● Excerpt provided:
__________________________________________________
2. Research Motivation & Questions

Visual exploration of bibliographic databases postures a key role towards maintaining the transparency, quality and consistency of the systematic reviews through specific software (CiteSpace, VOSviewer, etc.) [6]. This had contributed significantly towards reinforcing advancements which could be mostly visible in biomedical journals by applying systematic review methodologies [7]. Despite the fact, these principles could also be very relevant to almost any other knowledge domain embarking on achieving the earlier explained educational research objectives.

On the other hand, advanced analytical algorithms also have high aptitude towards complementing these methods of visual exploration. These signs could be observed through the propositions of applying the combinations of text mining techniques to reduce the time reviewing relevant literature [8]. This implicitly addressed a methodological approach that works on identifying relevant literature searches through extractive summarization.

However, the spoken-of advanced analytical methods, as well as the visual exploration software, had somewhat suffered from the user interface lack of flexibility, as well as the restriction to data access. For instance, these advanced analytical methods had been set to retrieve data from open access repositories only; with an example of downloading a research paper corpus from a corpus database like Semantic Scholar (http://labs.semanticscholar.org/corpus/). This corpus database exposes both data samples, or the full data set through API call or Command Line Interface that is restricted to open access repositories (please see Appendix A.1). Likely, visual exploration software sees that the primary source of input data are only repositories like the Web of Science and PubMed [9].

These methods are without a doubt very valuable to researchers. Still, this lack of flexible user interface and restriction to data access poses key obstructions to executing systematic reviews in a timely manner. The sought-after stage of augmenting systematic reviews deems to be a challenge as a result.
__________________________________________________
● What this exercise asks:
**a.** In the research motivation excerpt, write out the passage starting at "On the other" and ending at "through extractive summarization.", substituting "natural language processing techniques" for "text mining techniques".
**b.** Answer yes or no for each statement based on the research motivation excerpt, and quote the words that decide it.
(i) The Semantic Scholar corpus database offers its full data set through an API call or a Command Line Interface.
(ii) Visual exploration software takes its input data mainly from the Semantic Scholar corpus.
(iii) The lack of a flexible user interface and the restriction to data access hinder carrying out systematic reviews in a timely manner.
__________________________________________________
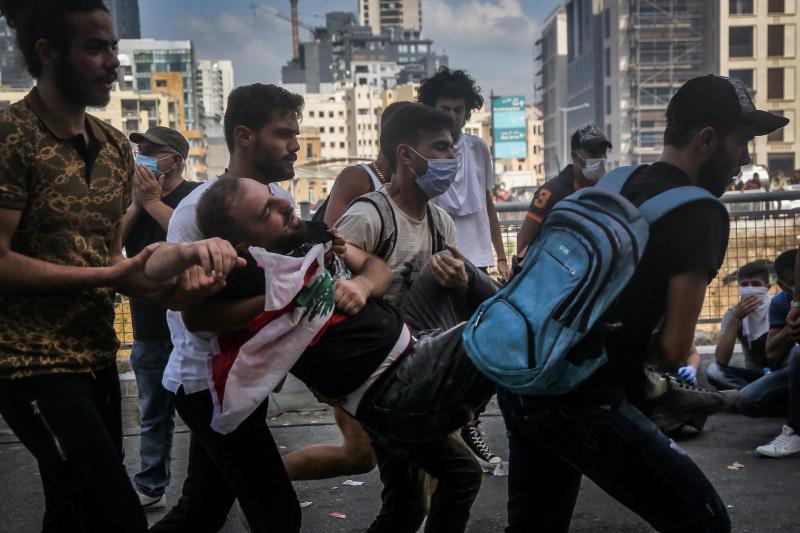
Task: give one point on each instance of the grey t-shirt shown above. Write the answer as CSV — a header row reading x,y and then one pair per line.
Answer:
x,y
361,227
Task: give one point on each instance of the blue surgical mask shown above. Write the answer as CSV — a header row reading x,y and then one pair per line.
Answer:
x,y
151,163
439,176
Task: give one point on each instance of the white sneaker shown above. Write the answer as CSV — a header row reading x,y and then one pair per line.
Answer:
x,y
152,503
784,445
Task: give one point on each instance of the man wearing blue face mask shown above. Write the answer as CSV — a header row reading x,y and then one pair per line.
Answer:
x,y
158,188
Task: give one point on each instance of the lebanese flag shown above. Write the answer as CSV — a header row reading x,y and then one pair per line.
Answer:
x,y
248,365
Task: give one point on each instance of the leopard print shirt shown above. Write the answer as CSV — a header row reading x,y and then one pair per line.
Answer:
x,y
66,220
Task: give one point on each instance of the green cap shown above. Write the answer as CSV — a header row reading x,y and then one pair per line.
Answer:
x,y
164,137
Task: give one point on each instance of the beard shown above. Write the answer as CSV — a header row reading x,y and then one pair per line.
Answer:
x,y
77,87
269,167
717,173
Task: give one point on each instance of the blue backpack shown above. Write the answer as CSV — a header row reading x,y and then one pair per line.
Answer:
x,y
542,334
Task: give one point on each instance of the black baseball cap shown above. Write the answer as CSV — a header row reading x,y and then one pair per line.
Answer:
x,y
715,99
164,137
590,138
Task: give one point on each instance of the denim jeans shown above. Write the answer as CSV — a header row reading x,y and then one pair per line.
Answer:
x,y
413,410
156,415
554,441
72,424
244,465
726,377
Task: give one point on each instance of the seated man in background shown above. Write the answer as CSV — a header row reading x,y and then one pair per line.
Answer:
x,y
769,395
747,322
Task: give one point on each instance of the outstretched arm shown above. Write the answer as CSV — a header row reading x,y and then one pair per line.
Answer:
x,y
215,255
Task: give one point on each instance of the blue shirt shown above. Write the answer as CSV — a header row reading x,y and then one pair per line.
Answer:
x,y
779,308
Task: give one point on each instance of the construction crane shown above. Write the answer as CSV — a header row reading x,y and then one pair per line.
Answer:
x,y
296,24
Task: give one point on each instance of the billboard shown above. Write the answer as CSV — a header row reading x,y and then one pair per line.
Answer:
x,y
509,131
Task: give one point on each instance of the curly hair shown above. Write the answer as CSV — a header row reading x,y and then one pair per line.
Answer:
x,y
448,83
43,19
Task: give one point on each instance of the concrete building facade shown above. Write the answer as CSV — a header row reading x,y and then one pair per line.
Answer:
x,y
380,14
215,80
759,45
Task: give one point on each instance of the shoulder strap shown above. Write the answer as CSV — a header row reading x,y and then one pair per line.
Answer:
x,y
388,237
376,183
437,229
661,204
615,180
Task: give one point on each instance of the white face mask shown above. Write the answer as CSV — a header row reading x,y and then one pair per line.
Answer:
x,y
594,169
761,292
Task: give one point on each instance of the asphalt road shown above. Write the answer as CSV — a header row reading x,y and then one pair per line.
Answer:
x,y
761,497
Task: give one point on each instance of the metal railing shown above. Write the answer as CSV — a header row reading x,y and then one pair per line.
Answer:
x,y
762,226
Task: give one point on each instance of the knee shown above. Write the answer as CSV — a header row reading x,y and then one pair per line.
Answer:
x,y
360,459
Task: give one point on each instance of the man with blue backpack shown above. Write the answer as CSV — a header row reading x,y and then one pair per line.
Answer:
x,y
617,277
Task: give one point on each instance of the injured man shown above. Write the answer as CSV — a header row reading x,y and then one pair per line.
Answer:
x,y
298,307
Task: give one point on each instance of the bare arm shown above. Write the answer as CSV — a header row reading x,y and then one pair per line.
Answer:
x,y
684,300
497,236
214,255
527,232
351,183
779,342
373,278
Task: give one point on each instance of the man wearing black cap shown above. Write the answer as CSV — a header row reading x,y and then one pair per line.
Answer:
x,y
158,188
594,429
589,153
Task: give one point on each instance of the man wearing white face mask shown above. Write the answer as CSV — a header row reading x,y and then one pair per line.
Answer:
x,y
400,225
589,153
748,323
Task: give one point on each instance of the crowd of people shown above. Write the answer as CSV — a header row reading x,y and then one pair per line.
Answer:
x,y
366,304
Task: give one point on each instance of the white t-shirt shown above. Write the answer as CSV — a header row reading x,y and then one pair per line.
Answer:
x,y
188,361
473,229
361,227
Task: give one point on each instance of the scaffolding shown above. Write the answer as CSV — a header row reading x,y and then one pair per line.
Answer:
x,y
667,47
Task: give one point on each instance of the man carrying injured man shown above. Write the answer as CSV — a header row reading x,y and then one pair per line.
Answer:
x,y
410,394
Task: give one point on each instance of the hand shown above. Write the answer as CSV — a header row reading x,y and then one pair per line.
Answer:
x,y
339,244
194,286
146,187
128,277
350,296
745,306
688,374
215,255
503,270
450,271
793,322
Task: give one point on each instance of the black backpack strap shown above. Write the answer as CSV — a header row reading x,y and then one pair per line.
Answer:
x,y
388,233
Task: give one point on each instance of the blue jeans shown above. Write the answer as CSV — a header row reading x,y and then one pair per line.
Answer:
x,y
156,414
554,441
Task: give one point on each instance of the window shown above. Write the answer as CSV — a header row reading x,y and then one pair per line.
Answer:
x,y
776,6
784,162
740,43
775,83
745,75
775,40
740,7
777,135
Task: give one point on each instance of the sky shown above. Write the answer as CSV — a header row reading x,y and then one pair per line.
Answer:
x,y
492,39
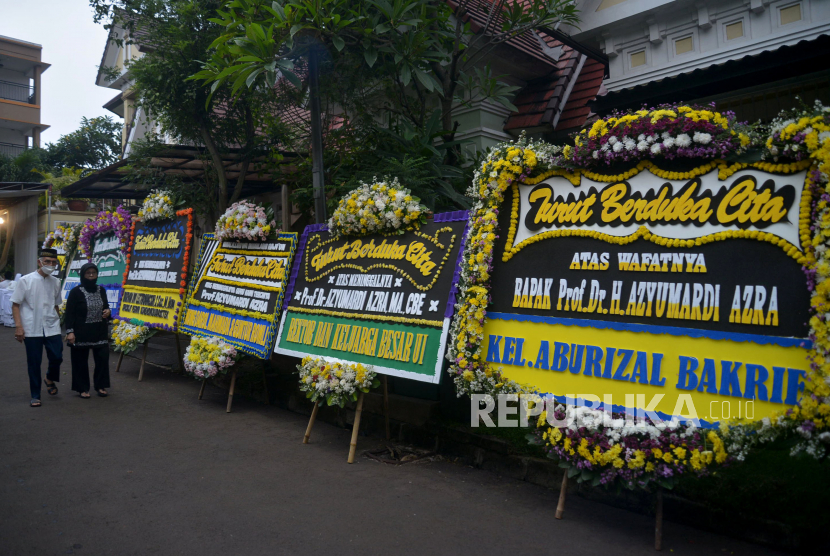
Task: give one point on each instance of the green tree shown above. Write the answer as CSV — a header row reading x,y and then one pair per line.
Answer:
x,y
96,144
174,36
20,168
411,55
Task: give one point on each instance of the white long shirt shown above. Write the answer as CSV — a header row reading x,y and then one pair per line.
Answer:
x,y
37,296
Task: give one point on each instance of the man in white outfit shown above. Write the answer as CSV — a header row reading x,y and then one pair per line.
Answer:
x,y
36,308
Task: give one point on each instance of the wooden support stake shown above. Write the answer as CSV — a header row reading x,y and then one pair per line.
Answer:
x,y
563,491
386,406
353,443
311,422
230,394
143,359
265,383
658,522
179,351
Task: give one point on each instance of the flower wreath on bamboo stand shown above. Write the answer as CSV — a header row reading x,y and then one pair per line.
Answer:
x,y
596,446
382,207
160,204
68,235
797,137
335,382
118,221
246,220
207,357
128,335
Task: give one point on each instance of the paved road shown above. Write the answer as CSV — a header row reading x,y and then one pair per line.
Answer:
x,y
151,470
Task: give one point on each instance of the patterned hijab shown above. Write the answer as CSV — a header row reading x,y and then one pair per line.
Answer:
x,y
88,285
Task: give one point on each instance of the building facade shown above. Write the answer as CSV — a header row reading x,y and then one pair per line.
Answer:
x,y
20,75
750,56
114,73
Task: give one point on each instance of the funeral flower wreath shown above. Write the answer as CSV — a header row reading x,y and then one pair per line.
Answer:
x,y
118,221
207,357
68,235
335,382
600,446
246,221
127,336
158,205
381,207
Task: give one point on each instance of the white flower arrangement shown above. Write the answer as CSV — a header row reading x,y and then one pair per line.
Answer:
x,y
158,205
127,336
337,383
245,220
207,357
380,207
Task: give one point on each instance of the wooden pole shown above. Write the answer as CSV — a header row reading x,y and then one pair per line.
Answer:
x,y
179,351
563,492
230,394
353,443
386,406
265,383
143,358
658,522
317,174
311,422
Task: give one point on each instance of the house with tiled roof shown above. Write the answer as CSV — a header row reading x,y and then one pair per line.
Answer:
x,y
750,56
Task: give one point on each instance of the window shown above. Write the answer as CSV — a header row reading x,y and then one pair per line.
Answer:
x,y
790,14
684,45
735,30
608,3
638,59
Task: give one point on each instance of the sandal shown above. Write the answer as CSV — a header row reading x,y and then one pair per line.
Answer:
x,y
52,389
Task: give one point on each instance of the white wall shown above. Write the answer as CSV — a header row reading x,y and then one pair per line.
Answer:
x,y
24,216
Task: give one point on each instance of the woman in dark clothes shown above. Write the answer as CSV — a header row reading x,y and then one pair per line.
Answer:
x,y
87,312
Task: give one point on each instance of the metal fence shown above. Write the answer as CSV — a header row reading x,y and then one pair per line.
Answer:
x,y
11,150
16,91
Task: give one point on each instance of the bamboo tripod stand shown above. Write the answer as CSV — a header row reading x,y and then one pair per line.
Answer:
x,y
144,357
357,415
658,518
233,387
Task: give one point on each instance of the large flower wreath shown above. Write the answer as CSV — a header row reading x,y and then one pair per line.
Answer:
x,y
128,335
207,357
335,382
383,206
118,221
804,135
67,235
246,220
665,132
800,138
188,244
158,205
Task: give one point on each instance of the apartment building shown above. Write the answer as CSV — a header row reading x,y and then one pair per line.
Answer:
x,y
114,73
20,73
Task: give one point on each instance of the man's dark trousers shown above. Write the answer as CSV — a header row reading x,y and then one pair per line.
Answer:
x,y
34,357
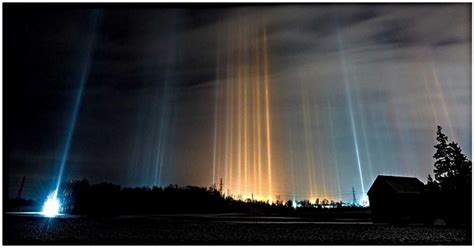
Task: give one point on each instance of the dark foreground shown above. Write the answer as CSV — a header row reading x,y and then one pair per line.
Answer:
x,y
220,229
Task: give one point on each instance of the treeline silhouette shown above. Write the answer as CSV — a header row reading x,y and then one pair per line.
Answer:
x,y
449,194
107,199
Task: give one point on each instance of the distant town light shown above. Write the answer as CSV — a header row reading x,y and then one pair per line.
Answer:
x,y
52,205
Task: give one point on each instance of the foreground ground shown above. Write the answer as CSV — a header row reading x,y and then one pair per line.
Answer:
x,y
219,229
__________________________________________________
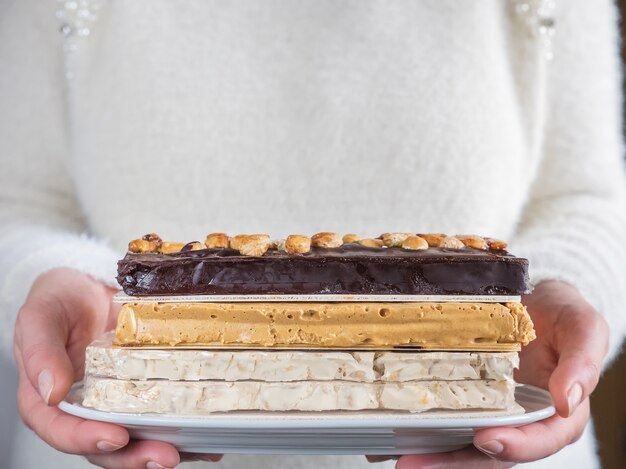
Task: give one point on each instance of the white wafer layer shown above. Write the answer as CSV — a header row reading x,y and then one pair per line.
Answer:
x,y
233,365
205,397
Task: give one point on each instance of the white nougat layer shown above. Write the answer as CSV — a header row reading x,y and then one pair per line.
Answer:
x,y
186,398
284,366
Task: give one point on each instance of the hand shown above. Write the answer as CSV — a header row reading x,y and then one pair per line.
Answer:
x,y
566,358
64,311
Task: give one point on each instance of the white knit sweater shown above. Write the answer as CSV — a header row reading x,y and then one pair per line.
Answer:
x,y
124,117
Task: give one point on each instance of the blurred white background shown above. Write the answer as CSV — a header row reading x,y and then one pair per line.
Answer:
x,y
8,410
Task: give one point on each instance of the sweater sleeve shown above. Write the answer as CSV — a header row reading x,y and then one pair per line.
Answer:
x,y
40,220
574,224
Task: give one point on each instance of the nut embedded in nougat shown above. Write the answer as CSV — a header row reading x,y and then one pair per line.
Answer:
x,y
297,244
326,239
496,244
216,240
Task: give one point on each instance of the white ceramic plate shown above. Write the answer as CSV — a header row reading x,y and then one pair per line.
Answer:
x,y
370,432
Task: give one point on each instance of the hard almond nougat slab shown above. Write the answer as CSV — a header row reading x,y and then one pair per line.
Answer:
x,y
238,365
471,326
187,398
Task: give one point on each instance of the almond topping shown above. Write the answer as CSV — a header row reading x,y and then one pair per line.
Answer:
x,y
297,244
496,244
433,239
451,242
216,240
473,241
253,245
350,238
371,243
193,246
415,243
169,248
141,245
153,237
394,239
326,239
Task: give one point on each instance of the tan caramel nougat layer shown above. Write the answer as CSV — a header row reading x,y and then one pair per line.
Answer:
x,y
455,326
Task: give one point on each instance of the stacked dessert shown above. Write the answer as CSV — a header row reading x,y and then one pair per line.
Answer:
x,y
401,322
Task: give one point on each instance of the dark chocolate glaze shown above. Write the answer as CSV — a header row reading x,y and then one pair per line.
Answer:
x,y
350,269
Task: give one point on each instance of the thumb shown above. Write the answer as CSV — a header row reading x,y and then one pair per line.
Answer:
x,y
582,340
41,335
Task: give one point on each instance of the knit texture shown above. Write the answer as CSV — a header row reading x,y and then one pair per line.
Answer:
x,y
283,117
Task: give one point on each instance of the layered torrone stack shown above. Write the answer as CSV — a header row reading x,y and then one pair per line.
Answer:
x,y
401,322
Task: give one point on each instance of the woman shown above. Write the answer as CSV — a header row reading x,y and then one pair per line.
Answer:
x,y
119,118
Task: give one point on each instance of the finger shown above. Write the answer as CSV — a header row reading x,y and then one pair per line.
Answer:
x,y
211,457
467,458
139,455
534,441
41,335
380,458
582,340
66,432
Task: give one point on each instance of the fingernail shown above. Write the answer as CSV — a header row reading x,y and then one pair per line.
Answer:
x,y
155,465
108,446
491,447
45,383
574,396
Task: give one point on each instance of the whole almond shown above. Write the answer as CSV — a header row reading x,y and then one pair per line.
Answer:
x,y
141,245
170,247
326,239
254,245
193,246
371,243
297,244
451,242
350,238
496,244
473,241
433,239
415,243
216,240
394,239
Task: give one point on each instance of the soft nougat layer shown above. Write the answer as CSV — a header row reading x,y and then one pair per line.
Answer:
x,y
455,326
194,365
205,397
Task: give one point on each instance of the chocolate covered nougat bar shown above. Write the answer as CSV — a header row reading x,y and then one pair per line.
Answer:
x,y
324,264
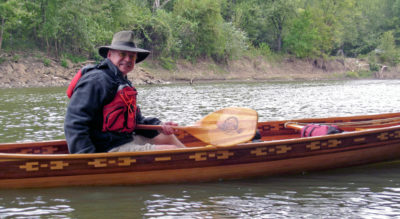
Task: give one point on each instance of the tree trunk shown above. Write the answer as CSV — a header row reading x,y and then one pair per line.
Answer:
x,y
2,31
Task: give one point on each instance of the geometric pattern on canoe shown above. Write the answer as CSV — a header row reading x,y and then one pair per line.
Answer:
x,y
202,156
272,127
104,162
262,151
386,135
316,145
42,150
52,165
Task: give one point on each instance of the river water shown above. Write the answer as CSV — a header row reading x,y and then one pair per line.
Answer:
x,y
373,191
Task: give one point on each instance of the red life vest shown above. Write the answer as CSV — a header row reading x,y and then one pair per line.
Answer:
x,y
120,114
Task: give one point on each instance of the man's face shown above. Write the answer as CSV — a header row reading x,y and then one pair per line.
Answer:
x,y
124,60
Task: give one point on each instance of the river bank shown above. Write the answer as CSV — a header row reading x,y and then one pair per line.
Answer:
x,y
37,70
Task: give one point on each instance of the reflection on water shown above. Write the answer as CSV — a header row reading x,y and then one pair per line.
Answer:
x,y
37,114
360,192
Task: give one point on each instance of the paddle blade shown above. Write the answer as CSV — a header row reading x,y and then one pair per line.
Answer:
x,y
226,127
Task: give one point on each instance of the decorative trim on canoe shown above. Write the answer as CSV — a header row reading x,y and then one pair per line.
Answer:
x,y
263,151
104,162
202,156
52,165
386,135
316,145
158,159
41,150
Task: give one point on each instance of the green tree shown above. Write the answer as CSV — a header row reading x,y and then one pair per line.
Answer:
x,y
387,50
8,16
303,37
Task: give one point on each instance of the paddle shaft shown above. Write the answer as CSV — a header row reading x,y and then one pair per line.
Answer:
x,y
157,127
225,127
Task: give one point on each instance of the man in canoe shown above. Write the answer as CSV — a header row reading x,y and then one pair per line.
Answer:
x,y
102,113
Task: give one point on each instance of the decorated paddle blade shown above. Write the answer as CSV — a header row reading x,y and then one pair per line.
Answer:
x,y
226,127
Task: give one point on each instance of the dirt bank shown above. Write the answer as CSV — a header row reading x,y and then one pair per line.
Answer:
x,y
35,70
__________________________________________________
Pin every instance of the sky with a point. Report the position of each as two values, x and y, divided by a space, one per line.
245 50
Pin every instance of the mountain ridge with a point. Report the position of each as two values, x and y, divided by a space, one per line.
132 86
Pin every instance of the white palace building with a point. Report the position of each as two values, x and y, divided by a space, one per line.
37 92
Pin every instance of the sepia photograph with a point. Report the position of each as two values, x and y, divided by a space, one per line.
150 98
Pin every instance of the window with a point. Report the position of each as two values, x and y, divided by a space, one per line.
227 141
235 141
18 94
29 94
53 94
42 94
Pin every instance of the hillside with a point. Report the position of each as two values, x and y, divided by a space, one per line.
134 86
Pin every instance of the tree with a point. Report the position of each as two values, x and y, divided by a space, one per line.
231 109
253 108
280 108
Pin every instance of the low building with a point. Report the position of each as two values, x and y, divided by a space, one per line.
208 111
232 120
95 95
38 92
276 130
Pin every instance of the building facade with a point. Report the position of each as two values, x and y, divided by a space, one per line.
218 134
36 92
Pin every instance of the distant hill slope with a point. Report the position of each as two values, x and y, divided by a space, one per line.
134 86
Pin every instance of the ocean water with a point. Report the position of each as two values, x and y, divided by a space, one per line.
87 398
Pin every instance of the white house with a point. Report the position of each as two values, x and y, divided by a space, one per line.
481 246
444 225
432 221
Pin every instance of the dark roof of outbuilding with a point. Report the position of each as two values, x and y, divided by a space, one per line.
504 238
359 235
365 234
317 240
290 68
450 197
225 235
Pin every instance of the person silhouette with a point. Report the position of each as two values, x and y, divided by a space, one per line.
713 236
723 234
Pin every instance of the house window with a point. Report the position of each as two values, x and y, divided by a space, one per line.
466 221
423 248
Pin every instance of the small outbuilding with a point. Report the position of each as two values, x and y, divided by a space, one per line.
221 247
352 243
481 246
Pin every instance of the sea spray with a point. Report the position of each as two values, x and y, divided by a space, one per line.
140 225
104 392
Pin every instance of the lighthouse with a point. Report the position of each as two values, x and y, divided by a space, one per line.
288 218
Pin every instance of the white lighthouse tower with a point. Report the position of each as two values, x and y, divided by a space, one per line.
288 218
__________________________________________________
● Set of answers:
**a.**
On the other hand, advanced analytical algorithms also have high aptitude towards complementing these methods of visual exploration. These signs could be observed through the propositions of applying the combinations of natural language processing techniques to reduce the time reviewing relevant literature [8]. This implicitly addressed a methodological approach that works on identifying relevant literature searches through extractive summarization.

**b.**
(i) Yes: "This corpus database exposes both data samples, or the full data set through API call or Command Line Interface"
(ii) No: "visual exploration software sees that the primary source of input data are only repositories like the Web of Science and PubMed"
(iii) Yes: "this lack of flexible user interface and restriction to data access poses key obstructions to executing systematic reviews in a timely manner"